=== Work instructions ===
Reproduce the part of the listing that opens with the line containing "locate the forested" and runs through the end of the listing, requests included, shifting every bounding-box coordinate in the answers up by 28. Keep the sample coordinates in the requests unchanged.
--------------------------------------------------
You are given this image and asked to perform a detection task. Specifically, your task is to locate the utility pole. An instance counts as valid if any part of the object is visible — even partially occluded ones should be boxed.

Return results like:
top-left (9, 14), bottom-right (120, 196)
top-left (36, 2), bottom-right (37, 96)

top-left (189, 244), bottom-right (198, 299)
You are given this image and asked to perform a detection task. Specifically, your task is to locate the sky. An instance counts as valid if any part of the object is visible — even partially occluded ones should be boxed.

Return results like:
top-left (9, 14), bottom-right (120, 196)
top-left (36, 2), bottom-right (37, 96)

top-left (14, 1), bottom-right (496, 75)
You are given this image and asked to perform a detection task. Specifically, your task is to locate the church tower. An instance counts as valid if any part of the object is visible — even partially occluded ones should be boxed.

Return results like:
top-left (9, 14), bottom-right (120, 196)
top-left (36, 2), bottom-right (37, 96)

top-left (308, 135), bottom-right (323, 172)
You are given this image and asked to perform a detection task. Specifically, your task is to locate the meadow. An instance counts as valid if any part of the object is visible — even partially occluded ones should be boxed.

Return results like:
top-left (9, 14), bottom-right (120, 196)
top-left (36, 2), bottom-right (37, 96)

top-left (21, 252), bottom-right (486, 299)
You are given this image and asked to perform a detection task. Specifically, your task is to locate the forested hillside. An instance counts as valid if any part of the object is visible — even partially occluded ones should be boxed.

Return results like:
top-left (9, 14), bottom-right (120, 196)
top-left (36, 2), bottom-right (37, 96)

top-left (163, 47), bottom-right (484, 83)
--------------------------------------------------
=== Output ===
You are given this image and asked to perform a detection task. Specifically, your task is to locate the forested hillside. An instance counts as valid if any part of the object is visible — even partially occluded ones should be boxed.

Return results like:
top-left (9, 14), bottom-right (120, 196)
top-left (36, 2), bottom-right (37, 96)

top-left (191, 75), bottom-right (512, 111)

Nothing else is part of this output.